*WHAT THE TASK ASKS:* Swap "Practice step" for "Drill" in each of the items below. Leave everything else as it is.

*DATA FOR THIS TASK:*
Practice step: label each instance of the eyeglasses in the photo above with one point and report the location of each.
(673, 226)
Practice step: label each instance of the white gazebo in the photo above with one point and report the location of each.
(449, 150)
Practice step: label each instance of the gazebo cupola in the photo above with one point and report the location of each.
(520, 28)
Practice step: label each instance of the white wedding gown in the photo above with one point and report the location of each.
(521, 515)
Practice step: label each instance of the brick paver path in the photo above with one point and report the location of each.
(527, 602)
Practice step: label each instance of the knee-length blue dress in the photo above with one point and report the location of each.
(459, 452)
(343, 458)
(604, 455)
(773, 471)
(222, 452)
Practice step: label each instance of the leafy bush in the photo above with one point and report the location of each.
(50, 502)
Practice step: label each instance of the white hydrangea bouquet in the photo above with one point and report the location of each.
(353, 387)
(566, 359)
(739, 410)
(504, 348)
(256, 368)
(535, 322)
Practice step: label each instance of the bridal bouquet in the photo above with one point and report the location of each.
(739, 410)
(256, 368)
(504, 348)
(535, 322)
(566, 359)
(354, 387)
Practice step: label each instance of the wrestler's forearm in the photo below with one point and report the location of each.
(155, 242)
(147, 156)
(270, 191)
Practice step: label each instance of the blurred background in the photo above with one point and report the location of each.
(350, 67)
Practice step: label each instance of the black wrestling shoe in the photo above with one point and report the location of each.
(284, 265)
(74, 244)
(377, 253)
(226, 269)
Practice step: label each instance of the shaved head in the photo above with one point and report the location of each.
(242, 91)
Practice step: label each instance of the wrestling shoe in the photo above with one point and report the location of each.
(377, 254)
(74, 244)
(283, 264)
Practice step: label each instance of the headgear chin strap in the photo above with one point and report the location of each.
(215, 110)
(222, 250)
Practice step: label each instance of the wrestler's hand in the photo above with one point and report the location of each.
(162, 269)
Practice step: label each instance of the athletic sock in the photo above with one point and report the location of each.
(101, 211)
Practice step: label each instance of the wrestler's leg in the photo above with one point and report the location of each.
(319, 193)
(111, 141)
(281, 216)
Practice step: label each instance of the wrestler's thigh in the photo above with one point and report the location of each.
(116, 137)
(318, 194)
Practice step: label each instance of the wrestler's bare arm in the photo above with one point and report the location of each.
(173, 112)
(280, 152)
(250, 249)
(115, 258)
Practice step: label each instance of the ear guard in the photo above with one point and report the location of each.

*SOLUTION:*
Drill: label each instance of the eyeglasses in the photo above with one point and report the location of each.
(673, 226)
Drill: label each instance of the white gazebo in the photo above with one point and report the location of each.
(449, 150)
Drill: label each instance of the gazebo cupola in the photo above with one point and report the location of each.
(520, 28)
Drill: label each instance of the white wedding gown in the photo above with one point and report the location of each.
(521, 515)
Drill: label each instance of the brick paver path in the photo above with one point and report the location of each.
(527, 602)
Drill: label each instance of the knee-length blue dress in the photo above with one point and report the location of each.
(459, 452)
(343, 458)
(604, 455)
(773, 471)
(222, 452)
Drill: label each instance of the leafy bush in the photo above with one point and report the location of each.
(50, 502)
Drill: label each instance of the white hydrangea bouquet in the photo above with one point and report the location of each.
(353, 387)
(566, 359)
(739, 410)
(504, 348)
(256, 368)
(535, 322)
Drill: label each instance of the bridal bouquet in the photo above with one point and report the location of each.
(739, 410)
(256, 368)
(504, 348)
(535, 322)
(566, 359)
(354, 387)
Drill: label each instance of the wrestler's forearm in the photo below with one point and report the location of each.
(155, 242)
(147, 156)
(270, 191)
Drill: label each instance of the blurred background in the photo above with one point and report the location of each.
(350, 67)
Drill: label each instance of the black wrestling shoe in the photo above with one point and report the location of each.
(284, 265)
(74, 244)
(377, 253)
(226, 269)
Drill: label each instance of the shaved head in the photo above with one point and report the location of each.
(242, 91)
Drill: label each instance of the wrestling shoe in the photo above with one point and report the location of each.
(377, 254)
(74, 244)
(283, 264)
Drill: label each instance of the headgear chin strap in the photo above with one point and report the location of each.
(215, 110)
(222, 250)
Drill: label each instance of the wrestler's hand in the photo above with one point and report the location of each.
(162, 269)
Drill: label each instance of the athletic sock in the photo above with one point and report the location of each.
(101, 211)
Drill: label each instance of the wrestler's leg in the photo above with one point and report the location of each.
(319, 193)
(111, 141)
(281, 216)
Drill: label each instance of the wrestler's thigh in the photo above with one point and report the location of each.
(116, 137)
(318, 194)
Drill: label each instance of the wrestler's bare arm in the photo above with one point and report the location of each.
(173, 112)
(280, 152)
(250, 249)
(115, 258)
Drill: label each instance of the ear guard in the photo above with one point and report the location of each.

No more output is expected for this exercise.